He was reacting to an Associated Press investigation that examined five years of tax returns by Army Emergency Relief and reported on interviews with dozens of soldiers, veterans and officials from other military charities.
From 2003 to 2007, the charity, also known as AER, kept $117 million in reserve while spending $64 million on direct aid, records show. By contrast, smaller Navy and Air Force charities both put far more of their resources into aid than into reserve. Also, more than 90 percent of AER's aid was given as no-interest loans, not outright grants.
Though tax-exempt and legally separate, AER operates largely under Army control, the AP found. Soldiers are squeezed for contributions, often rewarded for them in violation of regulations, and sometimes delayed for transfers or promotions when loans aren't repaid.
AER, which grew into a $345 million colossus during the Iraq war, is meant to help active-duty soldiers and Army retirees with their cash emergencies and to provide college scholarships to their families.
At a news conference Monday outside El Paso, Texas, Col. Ed Manning, commander of Fort Bliss, said that the charity works well and he was "just kind of surprised that there'd be a question about the money."
He said the charity at his post of 20,000 soldiers distributed $2.9 million over the past year, though he acknowledged that it was mostly in loans.
He said soldiers contribute entirely of their own will, but he defended rules that make needy soldiers request aid through an Army superior. "It's good that a commander knows what's going on in his unit," Col. Manning said.
AER operates on 90 Army sites worldwide. No one at AER headquarters in Alexandria was available to comment Monday. But retired Col. Dennis Spiegel, AER's deputy director for administration, has defended the size of AER's reserve funding, saying it is needed to keep the charity strong.
Other charities challenged that argument Monday.
"It just makes me sick to my stomach," said Amy Fairweather, director of the Iraq Veteran Project in San Francisco, a nonprofit that helps veterans with shelter and emergency payments. "There are resources that are not being used when organizations like ours ... are pounding the pavement every day in this tough economic time to bring in dollars to help our veterans."

Given information:
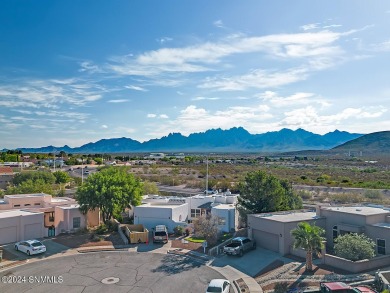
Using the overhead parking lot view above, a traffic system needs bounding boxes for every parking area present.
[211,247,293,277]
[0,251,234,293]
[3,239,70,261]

---

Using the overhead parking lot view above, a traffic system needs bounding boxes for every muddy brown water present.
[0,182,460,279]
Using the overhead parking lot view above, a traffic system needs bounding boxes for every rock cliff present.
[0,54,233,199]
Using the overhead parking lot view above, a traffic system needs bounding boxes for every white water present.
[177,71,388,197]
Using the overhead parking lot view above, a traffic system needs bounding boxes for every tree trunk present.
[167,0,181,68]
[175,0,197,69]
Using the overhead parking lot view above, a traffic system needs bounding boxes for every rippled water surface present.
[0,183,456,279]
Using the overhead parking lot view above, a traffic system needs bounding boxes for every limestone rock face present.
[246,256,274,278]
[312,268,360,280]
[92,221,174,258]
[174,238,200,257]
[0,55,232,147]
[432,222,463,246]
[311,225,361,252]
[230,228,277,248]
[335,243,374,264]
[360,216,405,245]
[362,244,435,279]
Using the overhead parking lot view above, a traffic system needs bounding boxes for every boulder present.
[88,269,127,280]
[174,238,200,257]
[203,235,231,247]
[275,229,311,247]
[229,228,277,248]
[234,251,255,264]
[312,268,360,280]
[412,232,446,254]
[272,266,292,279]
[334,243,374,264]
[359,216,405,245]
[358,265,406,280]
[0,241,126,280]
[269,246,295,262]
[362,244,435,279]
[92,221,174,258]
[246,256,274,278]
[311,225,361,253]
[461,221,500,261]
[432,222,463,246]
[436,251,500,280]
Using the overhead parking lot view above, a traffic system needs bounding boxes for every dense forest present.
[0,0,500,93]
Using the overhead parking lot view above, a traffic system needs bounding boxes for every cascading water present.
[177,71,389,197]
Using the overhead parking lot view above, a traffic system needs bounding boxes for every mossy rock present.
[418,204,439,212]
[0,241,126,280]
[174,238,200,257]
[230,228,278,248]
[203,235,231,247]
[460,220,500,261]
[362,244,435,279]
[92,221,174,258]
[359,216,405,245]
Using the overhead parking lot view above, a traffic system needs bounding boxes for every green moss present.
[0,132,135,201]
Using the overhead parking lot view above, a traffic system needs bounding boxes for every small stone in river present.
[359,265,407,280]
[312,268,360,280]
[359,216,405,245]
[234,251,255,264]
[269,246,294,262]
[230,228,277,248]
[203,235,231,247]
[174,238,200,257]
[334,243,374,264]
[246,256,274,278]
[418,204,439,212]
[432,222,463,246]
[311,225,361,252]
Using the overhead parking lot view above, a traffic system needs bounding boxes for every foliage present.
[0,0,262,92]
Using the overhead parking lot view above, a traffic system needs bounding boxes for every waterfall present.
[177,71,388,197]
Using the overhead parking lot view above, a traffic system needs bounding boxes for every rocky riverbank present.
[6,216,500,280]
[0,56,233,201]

* * *

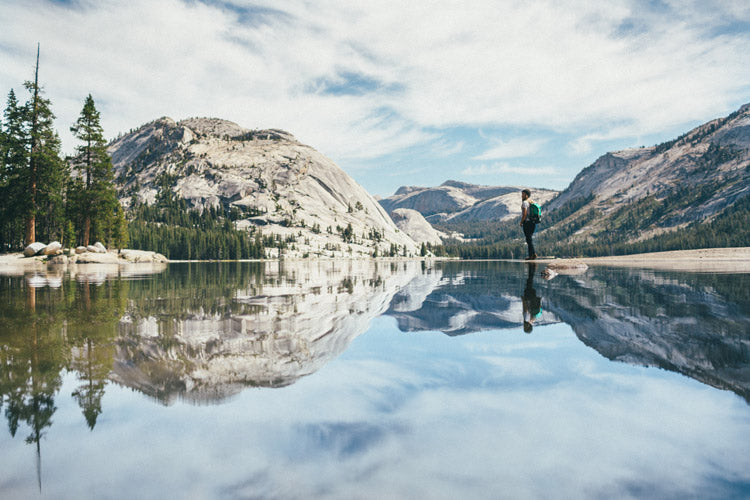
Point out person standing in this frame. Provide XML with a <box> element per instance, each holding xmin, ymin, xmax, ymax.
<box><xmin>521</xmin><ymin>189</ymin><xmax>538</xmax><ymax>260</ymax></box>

Tasks to carry out:
(a) In the article on Army Emergency Relief, how much money did the charity keep in reserve from 2003 to 2007?
(b) According to the article on Army Emergency Relief, why did Col. Ed Manning support the rules that make needy soldiers ask for aid through an Army superior?

Responses to the exercise:
(a) $117 million.

(b) He believed it is good for a commander to know what's going on in his unit.